### 연습 문제
아래 자료에서 문자열 "window"가 들어 있는 줄을 모두 그대로 추출하시오. 대소문자는 구분한다.

========================================

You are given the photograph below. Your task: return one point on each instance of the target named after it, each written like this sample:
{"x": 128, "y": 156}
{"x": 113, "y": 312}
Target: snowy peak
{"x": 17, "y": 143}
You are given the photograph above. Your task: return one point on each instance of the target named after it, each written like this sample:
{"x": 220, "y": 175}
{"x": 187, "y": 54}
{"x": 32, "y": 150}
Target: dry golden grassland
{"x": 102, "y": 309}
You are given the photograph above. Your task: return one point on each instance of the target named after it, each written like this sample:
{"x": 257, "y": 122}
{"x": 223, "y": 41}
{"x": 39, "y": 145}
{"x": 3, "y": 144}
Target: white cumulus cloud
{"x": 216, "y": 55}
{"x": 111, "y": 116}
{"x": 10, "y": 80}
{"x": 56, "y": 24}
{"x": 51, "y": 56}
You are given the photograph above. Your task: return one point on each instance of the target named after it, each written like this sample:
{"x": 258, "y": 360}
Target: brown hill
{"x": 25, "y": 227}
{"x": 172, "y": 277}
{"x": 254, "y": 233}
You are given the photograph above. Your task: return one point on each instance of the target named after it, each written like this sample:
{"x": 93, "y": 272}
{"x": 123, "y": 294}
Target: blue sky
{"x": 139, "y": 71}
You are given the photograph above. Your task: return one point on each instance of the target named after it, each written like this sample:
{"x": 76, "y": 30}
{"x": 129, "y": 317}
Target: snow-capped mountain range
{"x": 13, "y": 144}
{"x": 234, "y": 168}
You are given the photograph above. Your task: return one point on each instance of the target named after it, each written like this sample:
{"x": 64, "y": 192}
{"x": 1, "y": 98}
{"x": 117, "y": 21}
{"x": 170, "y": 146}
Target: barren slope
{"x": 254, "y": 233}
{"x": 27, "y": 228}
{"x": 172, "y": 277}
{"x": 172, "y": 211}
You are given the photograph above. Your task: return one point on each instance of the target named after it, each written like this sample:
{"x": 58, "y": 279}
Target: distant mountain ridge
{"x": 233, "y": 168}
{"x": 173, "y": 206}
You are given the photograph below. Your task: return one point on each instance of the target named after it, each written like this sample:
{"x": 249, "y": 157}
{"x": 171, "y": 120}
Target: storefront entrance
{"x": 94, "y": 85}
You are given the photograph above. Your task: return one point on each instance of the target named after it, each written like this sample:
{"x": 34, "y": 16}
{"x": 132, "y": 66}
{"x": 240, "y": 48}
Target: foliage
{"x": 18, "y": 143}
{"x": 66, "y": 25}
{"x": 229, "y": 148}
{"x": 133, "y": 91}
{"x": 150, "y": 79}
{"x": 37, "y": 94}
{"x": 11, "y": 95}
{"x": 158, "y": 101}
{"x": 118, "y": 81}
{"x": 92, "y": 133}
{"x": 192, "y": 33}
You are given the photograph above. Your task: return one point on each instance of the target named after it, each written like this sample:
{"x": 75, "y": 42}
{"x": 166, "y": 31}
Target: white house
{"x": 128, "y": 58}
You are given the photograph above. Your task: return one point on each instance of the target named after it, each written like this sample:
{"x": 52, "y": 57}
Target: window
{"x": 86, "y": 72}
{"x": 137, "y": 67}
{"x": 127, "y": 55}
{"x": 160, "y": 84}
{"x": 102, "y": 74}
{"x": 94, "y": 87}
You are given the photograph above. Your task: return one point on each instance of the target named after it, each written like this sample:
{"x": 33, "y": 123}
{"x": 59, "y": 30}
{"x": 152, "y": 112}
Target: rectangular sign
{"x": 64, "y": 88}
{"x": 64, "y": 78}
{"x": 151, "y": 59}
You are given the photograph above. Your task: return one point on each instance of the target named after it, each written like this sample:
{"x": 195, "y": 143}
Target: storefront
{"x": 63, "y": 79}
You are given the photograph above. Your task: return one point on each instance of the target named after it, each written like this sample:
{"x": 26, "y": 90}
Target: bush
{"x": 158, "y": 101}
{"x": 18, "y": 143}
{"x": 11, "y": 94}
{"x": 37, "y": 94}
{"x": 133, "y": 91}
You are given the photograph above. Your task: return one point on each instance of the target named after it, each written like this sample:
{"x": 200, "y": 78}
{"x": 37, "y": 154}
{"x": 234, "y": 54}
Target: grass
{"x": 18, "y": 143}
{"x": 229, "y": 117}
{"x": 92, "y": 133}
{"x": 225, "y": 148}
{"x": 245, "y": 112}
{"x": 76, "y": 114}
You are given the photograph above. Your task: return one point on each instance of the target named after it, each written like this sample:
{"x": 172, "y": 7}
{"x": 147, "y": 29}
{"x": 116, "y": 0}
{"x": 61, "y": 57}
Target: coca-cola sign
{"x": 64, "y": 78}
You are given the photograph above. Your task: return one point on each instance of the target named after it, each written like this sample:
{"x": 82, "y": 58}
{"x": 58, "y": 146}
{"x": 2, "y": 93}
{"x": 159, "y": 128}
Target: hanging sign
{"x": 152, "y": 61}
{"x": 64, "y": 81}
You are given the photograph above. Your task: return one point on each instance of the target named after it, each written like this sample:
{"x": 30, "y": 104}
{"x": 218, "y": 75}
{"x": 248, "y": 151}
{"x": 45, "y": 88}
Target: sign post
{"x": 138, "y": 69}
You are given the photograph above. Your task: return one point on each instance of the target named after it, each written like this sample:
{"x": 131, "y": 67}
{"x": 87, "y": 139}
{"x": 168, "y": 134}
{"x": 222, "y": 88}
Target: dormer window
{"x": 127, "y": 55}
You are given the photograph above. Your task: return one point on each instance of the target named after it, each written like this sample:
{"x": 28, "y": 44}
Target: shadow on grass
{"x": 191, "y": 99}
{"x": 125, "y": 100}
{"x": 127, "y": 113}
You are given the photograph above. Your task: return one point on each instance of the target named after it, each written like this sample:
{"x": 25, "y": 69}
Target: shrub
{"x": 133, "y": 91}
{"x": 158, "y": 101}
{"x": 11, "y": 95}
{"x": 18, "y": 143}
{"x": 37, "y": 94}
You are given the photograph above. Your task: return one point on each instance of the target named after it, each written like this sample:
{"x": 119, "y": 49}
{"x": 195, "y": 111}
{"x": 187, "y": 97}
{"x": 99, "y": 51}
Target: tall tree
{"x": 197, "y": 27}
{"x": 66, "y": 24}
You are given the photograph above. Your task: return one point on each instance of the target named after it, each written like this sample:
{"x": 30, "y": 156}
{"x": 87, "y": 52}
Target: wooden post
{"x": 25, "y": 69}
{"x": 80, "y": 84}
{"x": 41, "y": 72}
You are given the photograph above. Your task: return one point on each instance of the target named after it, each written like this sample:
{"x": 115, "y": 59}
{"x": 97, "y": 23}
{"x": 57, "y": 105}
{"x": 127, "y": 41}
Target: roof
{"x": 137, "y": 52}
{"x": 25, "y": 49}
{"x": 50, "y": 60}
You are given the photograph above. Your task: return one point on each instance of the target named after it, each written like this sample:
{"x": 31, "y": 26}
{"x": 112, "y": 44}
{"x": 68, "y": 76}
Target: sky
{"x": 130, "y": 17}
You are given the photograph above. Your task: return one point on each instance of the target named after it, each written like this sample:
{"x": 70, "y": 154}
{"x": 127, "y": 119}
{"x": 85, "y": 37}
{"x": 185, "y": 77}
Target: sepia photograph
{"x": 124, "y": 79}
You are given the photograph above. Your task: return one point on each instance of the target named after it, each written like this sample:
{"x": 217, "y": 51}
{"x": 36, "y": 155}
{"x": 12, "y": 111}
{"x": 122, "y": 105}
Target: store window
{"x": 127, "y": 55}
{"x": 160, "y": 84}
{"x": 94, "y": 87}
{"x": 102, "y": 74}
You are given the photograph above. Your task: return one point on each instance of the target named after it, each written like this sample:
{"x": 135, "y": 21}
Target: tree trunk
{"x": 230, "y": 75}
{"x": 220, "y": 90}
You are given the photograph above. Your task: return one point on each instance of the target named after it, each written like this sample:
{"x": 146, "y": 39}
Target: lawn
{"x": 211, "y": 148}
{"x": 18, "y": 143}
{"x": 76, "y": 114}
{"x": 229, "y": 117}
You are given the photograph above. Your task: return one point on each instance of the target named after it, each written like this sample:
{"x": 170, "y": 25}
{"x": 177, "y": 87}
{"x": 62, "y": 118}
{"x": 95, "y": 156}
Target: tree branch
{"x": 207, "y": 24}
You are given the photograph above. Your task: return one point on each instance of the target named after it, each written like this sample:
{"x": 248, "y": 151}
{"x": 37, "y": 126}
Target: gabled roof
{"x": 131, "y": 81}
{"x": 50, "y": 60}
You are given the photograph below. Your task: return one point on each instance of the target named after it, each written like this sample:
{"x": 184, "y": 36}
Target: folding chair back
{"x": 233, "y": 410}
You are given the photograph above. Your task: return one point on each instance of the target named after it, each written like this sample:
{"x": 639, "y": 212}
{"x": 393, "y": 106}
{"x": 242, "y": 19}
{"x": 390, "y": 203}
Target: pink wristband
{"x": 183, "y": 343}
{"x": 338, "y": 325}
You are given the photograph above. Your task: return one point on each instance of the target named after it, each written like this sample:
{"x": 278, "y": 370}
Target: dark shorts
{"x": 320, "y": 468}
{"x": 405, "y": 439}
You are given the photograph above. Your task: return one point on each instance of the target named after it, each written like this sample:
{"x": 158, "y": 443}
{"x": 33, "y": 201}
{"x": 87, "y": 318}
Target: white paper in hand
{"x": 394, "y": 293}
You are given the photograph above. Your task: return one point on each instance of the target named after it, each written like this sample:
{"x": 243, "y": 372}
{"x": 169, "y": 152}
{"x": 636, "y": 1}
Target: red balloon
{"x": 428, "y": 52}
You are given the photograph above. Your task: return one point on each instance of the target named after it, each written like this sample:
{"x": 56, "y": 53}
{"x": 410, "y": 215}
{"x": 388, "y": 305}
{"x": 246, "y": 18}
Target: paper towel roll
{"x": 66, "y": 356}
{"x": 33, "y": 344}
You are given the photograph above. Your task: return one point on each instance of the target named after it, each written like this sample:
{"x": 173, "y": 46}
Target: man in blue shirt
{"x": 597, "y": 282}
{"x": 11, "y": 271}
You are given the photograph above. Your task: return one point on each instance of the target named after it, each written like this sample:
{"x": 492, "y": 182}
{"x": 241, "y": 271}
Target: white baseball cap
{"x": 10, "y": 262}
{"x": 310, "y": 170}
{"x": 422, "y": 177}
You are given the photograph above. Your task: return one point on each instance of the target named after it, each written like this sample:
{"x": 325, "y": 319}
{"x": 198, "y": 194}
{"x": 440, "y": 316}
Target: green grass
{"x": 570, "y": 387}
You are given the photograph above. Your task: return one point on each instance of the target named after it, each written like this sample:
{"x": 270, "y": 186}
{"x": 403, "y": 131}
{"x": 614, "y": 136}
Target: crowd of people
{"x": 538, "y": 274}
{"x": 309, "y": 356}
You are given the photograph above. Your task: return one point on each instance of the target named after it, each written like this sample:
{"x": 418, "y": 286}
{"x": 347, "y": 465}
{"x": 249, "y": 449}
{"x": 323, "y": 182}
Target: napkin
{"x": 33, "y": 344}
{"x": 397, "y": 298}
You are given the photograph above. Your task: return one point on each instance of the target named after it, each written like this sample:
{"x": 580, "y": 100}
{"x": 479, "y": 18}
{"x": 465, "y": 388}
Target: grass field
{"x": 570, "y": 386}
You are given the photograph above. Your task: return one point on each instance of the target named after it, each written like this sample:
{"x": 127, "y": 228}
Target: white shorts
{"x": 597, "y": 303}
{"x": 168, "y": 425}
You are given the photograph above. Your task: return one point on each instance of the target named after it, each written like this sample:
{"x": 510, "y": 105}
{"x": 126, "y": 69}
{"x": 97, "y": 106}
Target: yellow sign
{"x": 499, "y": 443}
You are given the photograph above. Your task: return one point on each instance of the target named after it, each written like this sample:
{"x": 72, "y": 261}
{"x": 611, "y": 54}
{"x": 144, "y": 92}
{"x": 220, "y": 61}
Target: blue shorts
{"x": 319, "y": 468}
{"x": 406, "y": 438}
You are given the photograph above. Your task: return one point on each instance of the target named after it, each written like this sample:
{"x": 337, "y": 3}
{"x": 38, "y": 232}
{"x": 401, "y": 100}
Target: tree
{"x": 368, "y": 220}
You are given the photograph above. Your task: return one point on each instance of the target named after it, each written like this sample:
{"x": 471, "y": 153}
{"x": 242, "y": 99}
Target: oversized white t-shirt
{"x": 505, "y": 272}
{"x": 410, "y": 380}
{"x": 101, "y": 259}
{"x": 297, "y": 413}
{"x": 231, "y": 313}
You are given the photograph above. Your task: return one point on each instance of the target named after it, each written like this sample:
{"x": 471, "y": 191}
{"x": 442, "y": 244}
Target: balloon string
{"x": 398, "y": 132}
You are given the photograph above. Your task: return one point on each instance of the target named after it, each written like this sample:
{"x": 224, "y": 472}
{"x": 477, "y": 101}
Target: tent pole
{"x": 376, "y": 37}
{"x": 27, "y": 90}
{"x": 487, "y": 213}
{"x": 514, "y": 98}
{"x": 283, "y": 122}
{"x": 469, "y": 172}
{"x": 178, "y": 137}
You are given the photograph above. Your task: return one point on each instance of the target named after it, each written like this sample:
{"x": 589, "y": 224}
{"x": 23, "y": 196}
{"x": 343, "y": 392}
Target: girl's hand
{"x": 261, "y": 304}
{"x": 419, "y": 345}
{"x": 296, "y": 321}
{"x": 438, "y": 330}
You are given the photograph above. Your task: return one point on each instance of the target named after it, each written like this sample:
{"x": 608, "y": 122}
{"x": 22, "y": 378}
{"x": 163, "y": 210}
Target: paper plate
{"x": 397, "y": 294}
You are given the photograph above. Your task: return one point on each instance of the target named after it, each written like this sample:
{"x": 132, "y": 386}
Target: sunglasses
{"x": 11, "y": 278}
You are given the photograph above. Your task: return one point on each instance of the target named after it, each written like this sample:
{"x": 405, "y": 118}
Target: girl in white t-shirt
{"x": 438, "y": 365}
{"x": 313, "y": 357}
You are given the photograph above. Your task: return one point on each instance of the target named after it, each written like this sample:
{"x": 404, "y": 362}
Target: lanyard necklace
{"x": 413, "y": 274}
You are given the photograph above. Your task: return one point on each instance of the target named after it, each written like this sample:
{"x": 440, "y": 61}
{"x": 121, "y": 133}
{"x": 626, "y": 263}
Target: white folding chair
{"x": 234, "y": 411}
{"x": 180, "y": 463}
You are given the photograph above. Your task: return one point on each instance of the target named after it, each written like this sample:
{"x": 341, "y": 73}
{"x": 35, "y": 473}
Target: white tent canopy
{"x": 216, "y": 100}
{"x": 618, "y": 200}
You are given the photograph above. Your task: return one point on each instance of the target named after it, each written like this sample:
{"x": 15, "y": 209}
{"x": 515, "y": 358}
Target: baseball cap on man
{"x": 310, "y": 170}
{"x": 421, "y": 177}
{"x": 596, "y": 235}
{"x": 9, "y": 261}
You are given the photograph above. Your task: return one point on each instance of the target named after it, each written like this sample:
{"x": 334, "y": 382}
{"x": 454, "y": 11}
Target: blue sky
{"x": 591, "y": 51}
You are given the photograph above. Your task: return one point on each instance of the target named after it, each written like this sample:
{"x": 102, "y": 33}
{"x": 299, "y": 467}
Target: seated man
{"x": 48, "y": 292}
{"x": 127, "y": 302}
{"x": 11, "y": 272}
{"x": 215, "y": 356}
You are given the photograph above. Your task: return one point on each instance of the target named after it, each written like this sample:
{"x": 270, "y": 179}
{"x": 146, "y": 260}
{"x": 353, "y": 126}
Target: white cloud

========================================

### 정답
Target: window
Target: dormer window
Target: store window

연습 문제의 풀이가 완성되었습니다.